Copy out the data below, switching "mottled gray bark" to "smooth pale bark" wherever it occurs and leaving every other character unchanged.

════════════════════

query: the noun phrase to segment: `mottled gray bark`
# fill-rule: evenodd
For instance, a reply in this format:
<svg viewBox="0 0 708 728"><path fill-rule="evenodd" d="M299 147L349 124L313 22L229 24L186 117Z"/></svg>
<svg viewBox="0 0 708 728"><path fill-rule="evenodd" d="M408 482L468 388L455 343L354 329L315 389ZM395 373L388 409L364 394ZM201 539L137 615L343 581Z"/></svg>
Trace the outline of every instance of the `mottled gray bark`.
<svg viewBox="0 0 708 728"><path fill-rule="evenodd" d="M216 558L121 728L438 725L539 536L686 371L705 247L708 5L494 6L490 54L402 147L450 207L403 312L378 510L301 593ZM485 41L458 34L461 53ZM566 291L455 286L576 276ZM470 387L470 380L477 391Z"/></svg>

════════════════════

:: RIGHT ANSWER ::
query: the noun phrase to segment: `smooth pale bark`
# fill-rule: evenodd
For instance, a reply in this format:
<svg viewBox="0 0 708 728"><path fill-rule="evenodd" d="M299 147L349 124L313 22L229 24L186 117Z"/></svg>
<svg viewBox="0 0 708 728"><path fill-rule="evenodd" d="M408 482L468 388L455 343L354 329L315 389ZM395 373L388 409L364 394ZM201 539L137 615L343 581Z"/></svg>
Trace the outline of every instance of the `smooth pale bark`.
<svg viewBox="0 0 708 728"><path fill-rule="evenodd" d="M216 558L121 728L438 725L539 536L686 371L705 247L708 5L494 6L490 54L402 147L450 207L403 312L378 510L301 593ZM485 41L458 34L461 53ZM566 291L455 286L576 276ZM470 387L470 380L477 391Z"/></svg>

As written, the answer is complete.